Written tasks:
A: Decide whether each statement below agrees with the agency passage, and for each give yes or no along with the deciding words of the passage, quoted exactly. (i) The President once claimed he could beat the narrator at any sport involving a ball. (ii) Taking part in the agency-client basketball games was entirely optional. (iii) Ameritech was one of the agency's biggest automotive clients.
B: Extract the text of the agency passage below between "And childish behavior" and "he ever was.", inclusive, copying it unchanged.

───── Source passage

And childish behavior
The behavior around the agency sank to an ultimate low when guys started faking crotch grabs on each other while walking the halls. That 7th-grade-level behavior was considered “funny” at the time. Forms of immaturity existed at every level of the organization. The President himself once challenged me by saying, “I can beat you at any sport that involves a ball.” That type of comment was not uncommon at all, especially because we were half-required to participate in agency-client basketball games on the President’s backyard court. I was a good player that could nearly dunk even into my late 30s. By contrast, the ball-hog style of O’Rahilly was mostly pass-and-grunt stuff that made him feel like more than a big deal than he ever was.
Despite all the distractions, I concentrated hard on the work at hand and got involved in top-tier projects with Ameritech, one of our biggest non-automotive clients that would become SBC before evolving back into AT&T.

──────────
───── Material supplied

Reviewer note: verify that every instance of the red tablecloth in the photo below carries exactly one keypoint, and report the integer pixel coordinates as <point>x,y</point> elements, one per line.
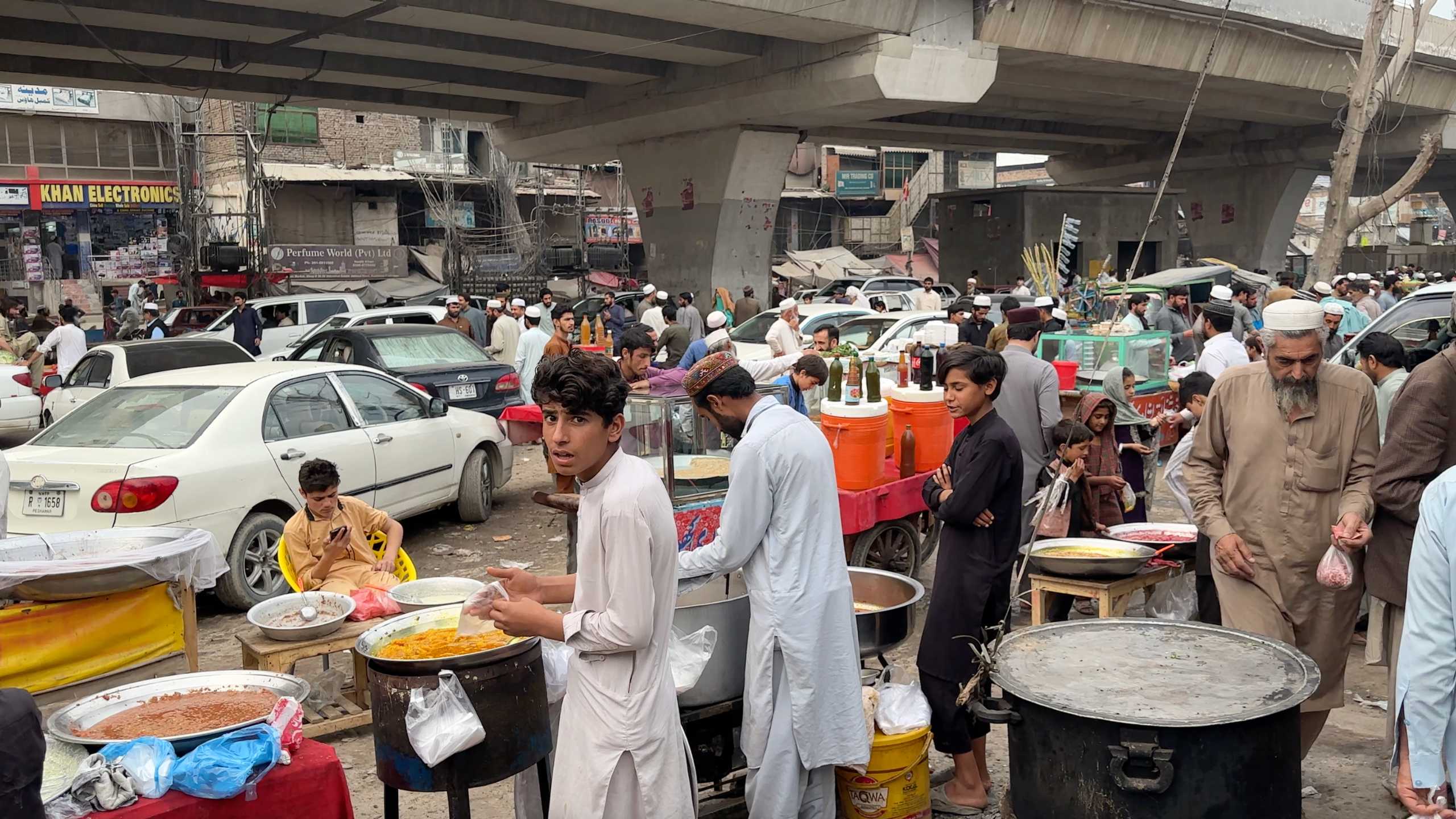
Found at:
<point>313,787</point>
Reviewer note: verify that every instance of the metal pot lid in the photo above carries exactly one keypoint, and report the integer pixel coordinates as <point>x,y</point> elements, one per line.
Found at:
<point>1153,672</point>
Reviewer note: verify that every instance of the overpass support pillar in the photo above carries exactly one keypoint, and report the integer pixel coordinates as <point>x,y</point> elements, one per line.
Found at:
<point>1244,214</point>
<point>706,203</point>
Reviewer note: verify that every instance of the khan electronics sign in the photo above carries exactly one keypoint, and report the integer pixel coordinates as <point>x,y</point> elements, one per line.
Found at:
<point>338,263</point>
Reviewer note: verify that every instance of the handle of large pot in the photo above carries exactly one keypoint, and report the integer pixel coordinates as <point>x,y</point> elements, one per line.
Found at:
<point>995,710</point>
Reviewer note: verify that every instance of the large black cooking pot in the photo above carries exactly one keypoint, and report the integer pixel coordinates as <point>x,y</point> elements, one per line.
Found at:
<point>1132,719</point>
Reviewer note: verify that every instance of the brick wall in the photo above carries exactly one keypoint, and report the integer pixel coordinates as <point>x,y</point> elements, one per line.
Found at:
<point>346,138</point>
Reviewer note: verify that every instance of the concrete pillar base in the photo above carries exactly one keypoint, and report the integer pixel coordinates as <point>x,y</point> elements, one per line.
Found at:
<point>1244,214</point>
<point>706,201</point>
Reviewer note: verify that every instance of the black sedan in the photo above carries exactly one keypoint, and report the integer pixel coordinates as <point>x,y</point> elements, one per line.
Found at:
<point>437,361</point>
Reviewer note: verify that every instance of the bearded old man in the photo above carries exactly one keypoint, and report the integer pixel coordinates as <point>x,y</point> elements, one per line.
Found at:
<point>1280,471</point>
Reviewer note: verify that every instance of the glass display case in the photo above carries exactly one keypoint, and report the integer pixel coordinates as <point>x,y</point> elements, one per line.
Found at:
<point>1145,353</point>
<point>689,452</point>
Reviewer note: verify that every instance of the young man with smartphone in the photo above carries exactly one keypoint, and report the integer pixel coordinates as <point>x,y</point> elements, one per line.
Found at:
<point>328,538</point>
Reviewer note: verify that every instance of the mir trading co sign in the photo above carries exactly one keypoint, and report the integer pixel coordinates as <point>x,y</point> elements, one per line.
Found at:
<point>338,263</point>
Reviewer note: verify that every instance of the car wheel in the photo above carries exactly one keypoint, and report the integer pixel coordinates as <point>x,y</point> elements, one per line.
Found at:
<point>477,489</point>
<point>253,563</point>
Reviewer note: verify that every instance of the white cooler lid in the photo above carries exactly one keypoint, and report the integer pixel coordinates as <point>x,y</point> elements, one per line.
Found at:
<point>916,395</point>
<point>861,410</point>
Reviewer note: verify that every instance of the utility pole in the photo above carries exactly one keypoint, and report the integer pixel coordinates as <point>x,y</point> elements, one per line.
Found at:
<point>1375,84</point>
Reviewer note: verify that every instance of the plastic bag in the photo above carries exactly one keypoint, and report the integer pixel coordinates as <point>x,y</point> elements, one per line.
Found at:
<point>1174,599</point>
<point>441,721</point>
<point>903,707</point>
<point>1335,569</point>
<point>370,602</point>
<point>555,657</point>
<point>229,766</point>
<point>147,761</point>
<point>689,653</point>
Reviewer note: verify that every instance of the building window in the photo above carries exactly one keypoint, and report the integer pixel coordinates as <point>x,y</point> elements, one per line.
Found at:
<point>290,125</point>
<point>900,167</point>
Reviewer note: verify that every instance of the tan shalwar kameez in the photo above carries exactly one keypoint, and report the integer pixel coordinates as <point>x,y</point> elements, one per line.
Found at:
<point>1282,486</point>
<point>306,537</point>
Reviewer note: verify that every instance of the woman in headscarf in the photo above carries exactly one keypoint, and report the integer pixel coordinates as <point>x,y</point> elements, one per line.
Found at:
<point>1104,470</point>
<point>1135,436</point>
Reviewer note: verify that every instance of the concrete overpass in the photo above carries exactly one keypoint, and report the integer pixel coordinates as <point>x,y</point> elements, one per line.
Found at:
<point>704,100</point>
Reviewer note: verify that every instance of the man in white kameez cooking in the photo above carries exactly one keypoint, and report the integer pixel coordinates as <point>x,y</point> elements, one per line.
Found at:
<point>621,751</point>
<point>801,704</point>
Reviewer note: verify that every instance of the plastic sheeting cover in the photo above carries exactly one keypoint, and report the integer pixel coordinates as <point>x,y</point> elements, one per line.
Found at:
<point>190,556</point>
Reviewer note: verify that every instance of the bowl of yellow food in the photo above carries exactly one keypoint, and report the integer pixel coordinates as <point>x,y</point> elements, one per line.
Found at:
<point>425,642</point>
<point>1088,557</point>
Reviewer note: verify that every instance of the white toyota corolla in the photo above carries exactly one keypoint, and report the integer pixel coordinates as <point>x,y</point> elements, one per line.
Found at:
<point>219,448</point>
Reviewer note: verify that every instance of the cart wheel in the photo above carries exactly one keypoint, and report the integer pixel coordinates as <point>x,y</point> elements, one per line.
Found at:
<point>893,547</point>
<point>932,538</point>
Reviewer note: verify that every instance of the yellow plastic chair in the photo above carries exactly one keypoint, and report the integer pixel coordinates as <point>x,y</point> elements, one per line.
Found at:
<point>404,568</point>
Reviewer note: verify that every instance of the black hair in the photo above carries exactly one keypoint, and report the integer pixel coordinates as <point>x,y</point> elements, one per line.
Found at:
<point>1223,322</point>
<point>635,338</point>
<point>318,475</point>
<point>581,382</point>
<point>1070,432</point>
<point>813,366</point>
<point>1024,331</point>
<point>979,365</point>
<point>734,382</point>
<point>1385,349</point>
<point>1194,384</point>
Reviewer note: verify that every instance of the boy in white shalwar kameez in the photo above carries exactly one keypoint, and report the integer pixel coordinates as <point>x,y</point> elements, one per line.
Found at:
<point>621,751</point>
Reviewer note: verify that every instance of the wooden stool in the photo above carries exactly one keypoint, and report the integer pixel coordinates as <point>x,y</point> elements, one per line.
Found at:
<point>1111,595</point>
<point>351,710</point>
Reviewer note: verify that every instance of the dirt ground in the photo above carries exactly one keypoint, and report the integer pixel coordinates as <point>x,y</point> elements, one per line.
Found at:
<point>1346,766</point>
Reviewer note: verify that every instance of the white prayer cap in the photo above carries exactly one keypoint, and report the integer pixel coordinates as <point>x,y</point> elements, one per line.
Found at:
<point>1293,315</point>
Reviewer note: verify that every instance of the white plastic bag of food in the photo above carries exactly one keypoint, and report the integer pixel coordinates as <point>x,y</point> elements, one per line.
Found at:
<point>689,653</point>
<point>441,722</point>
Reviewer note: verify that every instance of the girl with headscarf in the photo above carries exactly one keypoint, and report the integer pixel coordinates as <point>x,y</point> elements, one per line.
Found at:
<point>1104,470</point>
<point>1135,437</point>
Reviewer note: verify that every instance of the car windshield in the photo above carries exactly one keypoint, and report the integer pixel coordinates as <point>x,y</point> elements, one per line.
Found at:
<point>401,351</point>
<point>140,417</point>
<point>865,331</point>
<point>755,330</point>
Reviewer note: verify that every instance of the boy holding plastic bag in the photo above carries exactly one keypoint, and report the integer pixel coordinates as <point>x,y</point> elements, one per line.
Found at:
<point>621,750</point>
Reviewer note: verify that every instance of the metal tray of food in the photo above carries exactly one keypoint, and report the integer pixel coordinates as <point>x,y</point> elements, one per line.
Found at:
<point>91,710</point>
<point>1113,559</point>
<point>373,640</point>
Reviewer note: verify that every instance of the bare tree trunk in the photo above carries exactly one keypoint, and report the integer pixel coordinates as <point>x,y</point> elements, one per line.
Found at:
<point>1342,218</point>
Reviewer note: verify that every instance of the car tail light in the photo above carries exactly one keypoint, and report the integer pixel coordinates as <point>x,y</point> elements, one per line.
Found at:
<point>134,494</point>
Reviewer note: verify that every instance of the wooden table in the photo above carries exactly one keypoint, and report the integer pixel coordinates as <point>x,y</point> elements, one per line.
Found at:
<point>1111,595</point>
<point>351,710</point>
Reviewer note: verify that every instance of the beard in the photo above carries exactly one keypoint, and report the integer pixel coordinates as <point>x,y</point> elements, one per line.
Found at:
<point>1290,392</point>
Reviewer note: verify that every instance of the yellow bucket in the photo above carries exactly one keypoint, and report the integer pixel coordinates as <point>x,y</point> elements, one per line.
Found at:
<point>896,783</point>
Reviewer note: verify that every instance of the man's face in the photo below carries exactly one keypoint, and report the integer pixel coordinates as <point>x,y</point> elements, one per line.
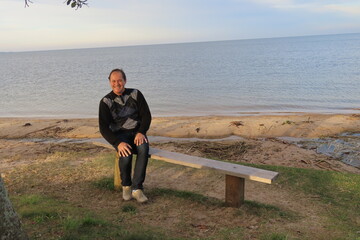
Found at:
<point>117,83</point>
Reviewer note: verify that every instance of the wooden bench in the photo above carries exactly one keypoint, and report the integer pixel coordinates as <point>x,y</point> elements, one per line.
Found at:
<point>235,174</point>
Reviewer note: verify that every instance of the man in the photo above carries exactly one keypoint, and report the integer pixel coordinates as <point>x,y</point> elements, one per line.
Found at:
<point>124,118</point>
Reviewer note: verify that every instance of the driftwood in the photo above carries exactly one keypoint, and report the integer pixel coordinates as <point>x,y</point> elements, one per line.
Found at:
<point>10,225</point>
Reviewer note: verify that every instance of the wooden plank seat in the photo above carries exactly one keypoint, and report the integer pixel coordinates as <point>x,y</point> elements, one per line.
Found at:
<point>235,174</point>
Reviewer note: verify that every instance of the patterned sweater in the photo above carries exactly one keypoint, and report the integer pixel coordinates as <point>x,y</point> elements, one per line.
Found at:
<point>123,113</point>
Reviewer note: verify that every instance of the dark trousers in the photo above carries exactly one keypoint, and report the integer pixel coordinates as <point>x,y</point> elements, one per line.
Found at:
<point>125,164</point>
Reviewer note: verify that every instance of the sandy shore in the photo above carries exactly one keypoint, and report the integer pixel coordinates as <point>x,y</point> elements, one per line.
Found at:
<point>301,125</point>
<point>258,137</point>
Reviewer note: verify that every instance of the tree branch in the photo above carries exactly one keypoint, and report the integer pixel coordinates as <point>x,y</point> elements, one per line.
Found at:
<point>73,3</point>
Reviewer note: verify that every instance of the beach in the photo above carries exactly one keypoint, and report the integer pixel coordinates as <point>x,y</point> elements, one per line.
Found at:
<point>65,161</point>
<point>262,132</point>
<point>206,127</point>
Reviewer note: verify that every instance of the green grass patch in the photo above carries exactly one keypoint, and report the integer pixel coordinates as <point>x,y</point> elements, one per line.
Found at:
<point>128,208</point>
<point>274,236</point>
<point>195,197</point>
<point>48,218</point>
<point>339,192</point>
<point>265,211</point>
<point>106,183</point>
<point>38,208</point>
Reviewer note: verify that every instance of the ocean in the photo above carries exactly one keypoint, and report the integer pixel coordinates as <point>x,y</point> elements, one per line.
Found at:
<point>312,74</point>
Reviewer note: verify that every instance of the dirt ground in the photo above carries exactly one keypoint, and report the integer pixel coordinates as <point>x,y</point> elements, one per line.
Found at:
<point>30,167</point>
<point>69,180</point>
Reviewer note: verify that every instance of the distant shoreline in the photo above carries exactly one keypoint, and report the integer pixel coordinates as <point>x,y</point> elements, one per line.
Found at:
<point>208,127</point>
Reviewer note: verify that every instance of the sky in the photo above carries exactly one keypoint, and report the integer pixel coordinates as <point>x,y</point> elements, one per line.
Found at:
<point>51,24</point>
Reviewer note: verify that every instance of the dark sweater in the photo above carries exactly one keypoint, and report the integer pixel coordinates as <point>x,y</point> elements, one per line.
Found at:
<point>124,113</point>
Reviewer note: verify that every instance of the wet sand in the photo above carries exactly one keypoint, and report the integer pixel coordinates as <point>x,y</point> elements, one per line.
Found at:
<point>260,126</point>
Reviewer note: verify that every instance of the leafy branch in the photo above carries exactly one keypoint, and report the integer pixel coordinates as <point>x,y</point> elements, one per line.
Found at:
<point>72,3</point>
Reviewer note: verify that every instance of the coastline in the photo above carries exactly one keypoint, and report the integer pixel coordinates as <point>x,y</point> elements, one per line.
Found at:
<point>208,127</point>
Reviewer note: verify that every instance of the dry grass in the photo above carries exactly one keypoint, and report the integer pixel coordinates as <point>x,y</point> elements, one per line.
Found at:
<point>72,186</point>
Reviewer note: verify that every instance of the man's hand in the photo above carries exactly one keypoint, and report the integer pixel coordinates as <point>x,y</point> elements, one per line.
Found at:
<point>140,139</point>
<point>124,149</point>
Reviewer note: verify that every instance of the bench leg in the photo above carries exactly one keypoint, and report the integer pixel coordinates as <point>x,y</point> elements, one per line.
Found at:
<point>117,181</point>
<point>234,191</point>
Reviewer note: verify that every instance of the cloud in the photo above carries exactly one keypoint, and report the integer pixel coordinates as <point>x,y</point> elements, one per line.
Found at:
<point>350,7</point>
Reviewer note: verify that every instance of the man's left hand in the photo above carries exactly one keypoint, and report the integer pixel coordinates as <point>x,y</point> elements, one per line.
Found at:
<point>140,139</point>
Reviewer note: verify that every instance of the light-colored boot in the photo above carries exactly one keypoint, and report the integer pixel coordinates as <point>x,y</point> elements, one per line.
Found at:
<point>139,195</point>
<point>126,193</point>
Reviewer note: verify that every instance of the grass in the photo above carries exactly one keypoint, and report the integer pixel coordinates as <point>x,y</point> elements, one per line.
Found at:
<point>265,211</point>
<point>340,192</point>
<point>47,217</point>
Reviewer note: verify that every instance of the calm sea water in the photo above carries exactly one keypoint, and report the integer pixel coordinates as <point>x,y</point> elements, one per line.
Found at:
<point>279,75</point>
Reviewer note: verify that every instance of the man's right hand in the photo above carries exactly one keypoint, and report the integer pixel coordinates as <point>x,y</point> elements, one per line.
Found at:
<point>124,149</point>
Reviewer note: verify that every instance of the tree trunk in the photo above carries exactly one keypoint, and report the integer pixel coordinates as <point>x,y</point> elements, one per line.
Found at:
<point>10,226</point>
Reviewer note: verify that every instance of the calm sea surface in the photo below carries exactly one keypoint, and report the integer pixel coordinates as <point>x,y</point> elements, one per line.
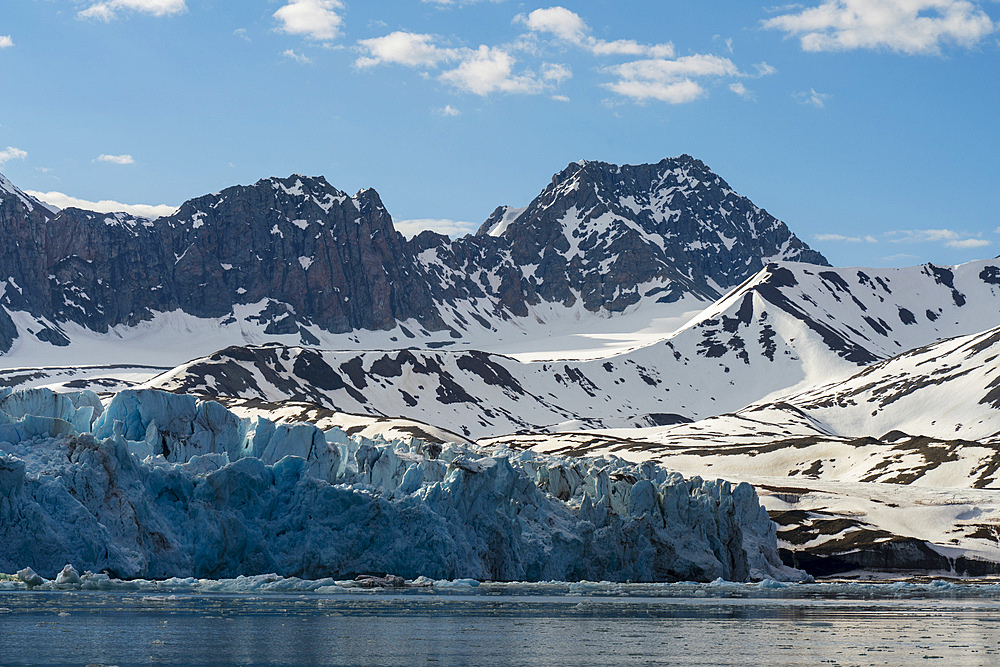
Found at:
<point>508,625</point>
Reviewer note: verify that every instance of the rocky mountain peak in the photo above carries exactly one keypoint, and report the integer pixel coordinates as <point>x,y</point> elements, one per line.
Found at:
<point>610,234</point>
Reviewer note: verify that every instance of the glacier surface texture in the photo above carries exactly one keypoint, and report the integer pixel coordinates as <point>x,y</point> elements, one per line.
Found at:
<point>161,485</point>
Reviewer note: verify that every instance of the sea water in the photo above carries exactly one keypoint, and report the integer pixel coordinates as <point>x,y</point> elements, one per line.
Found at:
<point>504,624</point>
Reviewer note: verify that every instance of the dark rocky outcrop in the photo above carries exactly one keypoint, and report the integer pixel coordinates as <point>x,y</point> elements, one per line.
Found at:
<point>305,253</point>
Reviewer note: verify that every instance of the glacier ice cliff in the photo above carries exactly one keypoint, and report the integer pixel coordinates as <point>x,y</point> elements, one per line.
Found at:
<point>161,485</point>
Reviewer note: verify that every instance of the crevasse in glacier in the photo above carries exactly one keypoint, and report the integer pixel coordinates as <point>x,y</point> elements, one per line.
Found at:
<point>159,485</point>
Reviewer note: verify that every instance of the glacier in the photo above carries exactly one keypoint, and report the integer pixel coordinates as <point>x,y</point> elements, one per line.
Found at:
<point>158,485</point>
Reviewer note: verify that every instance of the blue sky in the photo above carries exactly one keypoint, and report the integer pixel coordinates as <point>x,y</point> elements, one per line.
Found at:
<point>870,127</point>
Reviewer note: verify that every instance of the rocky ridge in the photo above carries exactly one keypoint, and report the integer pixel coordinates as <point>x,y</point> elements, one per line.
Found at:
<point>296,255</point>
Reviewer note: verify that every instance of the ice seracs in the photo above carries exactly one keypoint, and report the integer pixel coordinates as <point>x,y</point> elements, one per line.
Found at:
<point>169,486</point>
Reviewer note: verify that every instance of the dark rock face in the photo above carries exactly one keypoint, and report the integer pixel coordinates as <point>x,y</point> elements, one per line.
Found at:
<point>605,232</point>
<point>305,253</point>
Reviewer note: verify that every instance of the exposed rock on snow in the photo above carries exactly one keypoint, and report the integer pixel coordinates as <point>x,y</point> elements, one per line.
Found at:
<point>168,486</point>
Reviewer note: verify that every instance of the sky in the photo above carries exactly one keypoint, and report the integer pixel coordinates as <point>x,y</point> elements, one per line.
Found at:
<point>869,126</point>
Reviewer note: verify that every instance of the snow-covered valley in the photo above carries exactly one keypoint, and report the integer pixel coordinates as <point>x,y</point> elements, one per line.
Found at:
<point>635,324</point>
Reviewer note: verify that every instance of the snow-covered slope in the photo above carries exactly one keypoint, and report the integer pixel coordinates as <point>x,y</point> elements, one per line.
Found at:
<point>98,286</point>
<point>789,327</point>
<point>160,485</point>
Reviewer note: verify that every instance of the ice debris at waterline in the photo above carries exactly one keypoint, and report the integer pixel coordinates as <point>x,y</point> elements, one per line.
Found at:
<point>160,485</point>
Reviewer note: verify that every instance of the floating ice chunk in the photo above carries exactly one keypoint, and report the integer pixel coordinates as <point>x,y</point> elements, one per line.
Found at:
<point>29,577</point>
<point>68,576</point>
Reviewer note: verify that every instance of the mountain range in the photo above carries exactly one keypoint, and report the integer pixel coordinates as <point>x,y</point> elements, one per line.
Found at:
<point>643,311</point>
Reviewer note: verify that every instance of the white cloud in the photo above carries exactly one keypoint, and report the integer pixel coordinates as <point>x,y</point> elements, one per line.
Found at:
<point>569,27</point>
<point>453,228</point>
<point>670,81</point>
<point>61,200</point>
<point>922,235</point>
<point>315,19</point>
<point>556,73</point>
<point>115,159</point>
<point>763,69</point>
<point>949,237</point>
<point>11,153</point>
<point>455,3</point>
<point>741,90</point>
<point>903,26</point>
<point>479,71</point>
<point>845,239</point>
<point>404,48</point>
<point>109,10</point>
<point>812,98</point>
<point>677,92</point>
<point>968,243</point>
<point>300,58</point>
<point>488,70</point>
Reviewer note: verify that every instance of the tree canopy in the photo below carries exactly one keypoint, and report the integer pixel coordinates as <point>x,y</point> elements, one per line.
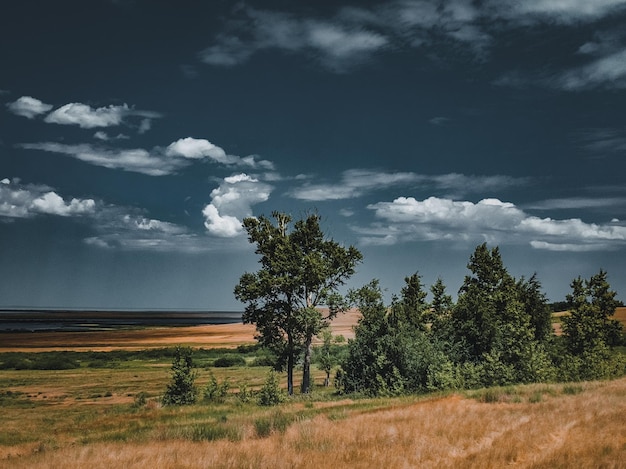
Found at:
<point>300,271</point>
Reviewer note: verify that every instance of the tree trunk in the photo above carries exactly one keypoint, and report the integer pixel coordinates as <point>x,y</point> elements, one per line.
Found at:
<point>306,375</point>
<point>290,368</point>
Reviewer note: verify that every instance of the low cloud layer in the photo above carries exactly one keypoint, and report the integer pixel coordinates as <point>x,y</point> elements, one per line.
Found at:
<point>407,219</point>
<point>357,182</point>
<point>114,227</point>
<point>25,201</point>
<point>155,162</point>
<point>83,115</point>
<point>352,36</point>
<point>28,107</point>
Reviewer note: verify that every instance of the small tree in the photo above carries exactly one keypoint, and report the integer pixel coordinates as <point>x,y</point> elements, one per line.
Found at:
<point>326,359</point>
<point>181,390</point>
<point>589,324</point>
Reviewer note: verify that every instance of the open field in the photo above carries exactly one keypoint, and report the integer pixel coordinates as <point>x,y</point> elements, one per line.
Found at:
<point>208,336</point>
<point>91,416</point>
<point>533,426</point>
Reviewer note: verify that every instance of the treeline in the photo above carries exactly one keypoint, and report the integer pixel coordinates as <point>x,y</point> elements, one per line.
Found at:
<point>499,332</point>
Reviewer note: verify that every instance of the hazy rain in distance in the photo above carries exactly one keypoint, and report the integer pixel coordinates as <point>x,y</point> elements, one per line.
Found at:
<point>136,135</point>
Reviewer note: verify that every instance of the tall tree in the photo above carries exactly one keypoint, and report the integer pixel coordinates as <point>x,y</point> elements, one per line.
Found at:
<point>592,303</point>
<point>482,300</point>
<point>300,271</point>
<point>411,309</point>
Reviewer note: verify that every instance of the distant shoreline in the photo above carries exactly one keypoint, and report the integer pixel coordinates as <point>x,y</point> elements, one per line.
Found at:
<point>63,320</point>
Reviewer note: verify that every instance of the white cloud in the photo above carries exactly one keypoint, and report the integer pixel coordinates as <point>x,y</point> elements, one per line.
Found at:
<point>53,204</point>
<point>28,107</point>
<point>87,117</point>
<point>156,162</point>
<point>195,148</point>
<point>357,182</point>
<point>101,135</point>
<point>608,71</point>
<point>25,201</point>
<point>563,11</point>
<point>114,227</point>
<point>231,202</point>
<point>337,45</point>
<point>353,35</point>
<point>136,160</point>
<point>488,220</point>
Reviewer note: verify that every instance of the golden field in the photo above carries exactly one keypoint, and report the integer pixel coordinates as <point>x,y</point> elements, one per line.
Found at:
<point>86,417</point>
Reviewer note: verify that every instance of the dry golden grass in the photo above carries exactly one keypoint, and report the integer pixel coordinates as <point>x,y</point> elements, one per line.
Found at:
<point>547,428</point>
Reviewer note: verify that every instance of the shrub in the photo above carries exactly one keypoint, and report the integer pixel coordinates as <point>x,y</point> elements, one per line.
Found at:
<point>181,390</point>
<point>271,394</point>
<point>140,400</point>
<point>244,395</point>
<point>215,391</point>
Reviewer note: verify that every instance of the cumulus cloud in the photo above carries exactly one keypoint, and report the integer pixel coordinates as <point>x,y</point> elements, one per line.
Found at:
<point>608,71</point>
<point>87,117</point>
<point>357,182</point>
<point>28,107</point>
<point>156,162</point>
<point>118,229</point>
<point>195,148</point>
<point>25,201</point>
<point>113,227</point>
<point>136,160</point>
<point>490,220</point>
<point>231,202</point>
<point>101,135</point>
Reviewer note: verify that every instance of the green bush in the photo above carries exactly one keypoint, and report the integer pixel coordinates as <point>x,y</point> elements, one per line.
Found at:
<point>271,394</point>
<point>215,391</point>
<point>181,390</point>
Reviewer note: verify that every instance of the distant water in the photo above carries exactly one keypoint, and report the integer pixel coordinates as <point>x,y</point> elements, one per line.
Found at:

──────────

Answers provided:
A:
(i) Yes: "The President himself once challenged me by saying, “I can beat you at any sport that involves a ball.”"
(ii) No: "we were half-required to participate in agency-client basketball games on the President’s backyard court"
(iii) No: "one of our biggest non-automotive clients"

B:
And childish behavior
The behavior around the agency sank to an ultimate low when guys started faking crotch grabs on each other while walking the halls. That 7th-grade-level behavior was considered “funny” at the time. Forms of immaturity existed at every level of the organization. The President himself once challenged me by saying, “I can beat you at any sport that involves a ball.” That type of comment was not uncommon at all, especially because we were half-required to participate in agency-client basketball games on the President’s backyard court. I was a good player that could nearly dunk even into my late 30s. By contrast, the ball-hog style of O’Rahilly was mostly pass-and-grunt stuff that made him feel like more than a big deal than he ever was.